**Data for processing:**
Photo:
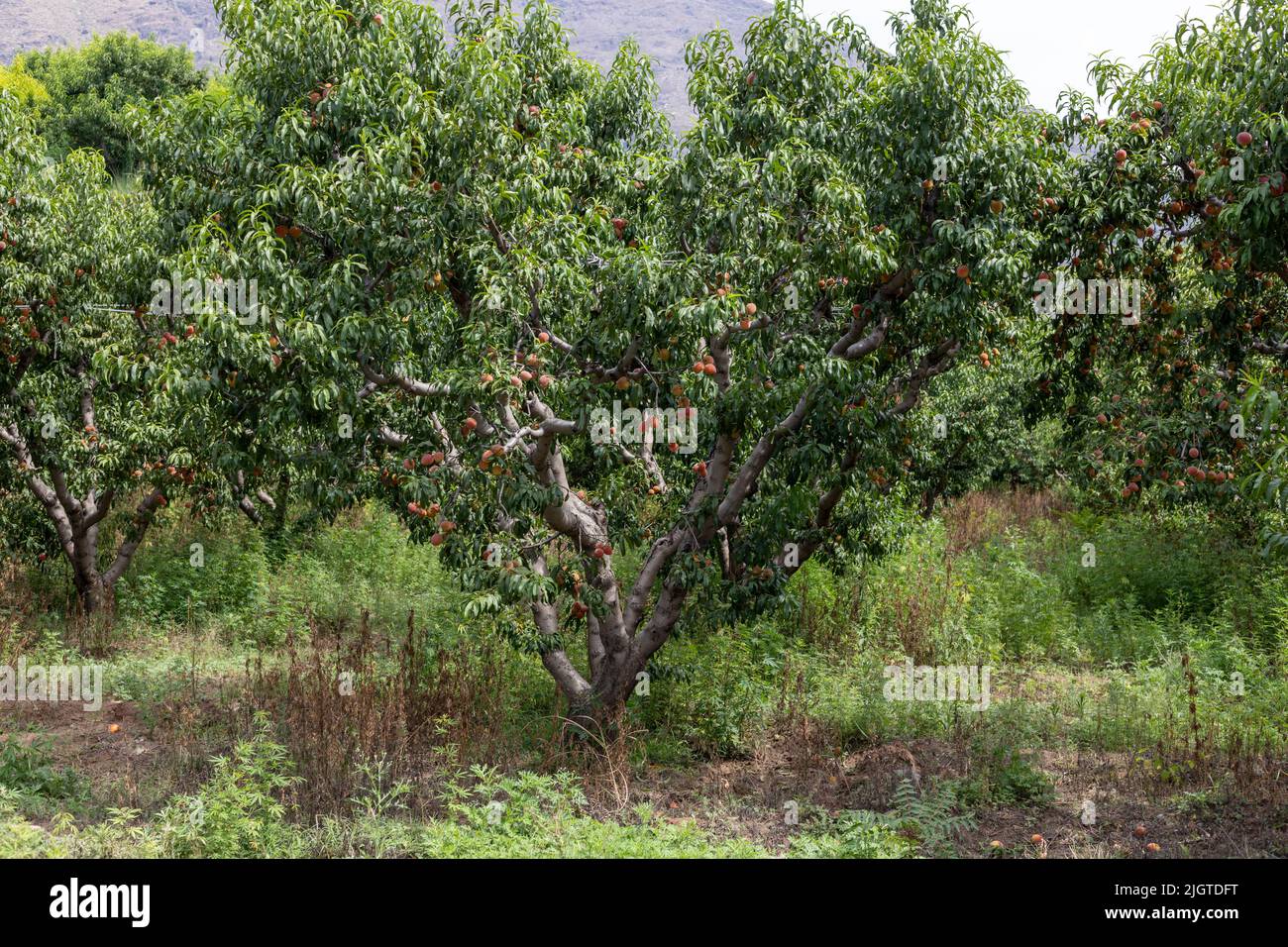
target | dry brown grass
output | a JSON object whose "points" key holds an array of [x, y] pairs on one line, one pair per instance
{"points": [[978, 517]]}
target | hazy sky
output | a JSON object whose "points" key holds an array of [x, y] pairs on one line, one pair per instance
{"points": [[1046, 44]]}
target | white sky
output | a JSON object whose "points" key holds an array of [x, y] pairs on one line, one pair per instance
{"points": [[1046, 44]]}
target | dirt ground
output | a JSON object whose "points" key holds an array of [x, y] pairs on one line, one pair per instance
{"points": [[745, 797]]}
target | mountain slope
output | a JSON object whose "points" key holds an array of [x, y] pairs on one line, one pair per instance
{"points": [[597, 26]]}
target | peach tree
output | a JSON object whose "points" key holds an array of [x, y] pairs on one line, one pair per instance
{"points": [[85, 425], [613, 375], [1190, 162]]}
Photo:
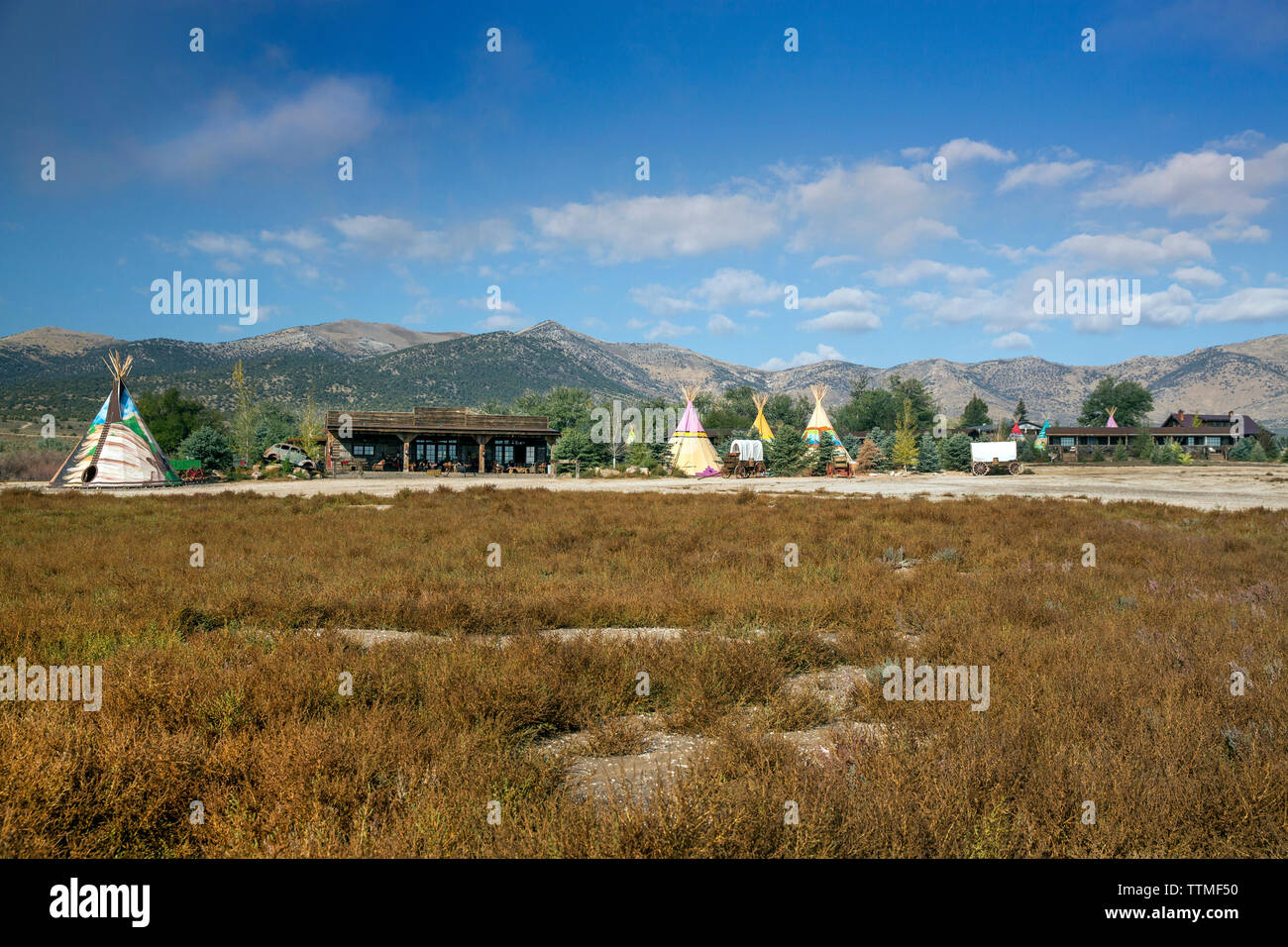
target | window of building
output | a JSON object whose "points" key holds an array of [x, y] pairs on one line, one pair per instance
{"points": [[436, 451]]}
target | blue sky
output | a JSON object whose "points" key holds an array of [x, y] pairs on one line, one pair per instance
{"points": [[768, 169]]}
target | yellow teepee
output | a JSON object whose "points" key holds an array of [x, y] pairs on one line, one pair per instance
{"points": [[761, 425], [691, 447], [819, 421]]}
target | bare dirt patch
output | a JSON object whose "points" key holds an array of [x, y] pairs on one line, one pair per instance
{"points": [[1211, 486]]}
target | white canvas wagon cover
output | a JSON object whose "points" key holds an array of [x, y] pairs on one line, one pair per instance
{"points": [[991, 451]]}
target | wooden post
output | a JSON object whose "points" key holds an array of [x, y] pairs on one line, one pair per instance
{"points": [[483, 441]]}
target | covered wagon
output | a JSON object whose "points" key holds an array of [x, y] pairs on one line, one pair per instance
{"points": [[992, 455]]}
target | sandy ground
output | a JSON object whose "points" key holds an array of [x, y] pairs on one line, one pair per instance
{"points": [[1227, 486]]}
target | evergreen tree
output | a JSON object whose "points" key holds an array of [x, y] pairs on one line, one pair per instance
{"points": [[871, 457], [954, 453], [820, 455], [975, 412], [786, 453], [927, 455], [312, 429]]}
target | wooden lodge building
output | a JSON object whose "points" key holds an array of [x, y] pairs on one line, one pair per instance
{"points": [[1203, 436], [437, 438]]}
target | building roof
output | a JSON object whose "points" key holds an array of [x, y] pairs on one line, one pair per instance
{"points": [[441, 420], [1190, 419], [1132, 432]]}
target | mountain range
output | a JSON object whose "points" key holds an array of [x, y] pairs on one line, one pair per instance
{"points": [[370, 365]]}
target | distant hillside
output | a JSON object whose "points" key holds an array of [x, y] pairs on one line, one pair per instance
{"points": [[357, 365]]}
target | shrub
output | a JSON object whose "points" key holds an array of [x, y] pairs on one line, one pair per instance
{"points": [[885, 442], [1171, 453], [210, 447]]}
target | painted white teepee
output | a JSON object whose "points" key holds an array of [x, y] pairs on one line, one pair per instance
{"points": [[691, 447], [819, 421], [117, 450]]}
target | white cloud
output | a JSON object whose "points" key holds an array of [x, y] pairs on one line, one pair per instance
{"points": [[661, 302], [842, 321], [1013, 341], [501, 305], [962, 150], [726, 287], [887, 208], [1172, 307], [1000, 312], [400, 239], [665, 329], [1233, 231], [823, 354], [1199, 183], [915, 270], [721, 290], [322, 121], [720, 324], [844, 298], [1254, 304], [823, 262], [500, 322], [657, 227], [1198, 275], [222, 244], [1044, 174], [1120, 252], [279, 258], [301, 239]]}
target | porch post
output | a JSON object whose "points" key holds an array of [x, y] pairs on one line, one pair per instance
{"points": [[483, 441], [407, 440]]}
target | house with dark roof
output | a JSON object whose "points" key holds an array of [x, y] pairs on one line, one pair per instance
{"points": [[1202, 436]]}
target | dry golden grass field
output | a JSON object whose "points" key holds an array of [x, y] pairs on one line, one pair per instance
{"points": [[222, 684]]}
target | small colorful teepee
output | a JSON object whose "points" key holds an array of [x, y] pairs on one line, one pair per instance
{"points": [[691, 447], [117, 450], [819, 421], [761, 425]]}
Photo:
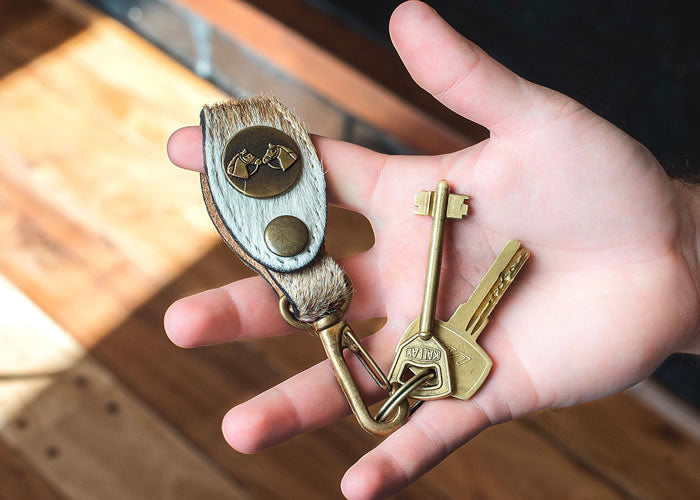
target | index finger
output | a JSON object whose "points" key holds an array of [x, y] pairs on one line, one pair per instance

**Your instructions:** Within the entries, find all lines that contain "teepee" and copy each one.

**Output of the exercise:**
target | yellow teepee
target | painted white teepee
target | small colorful teepee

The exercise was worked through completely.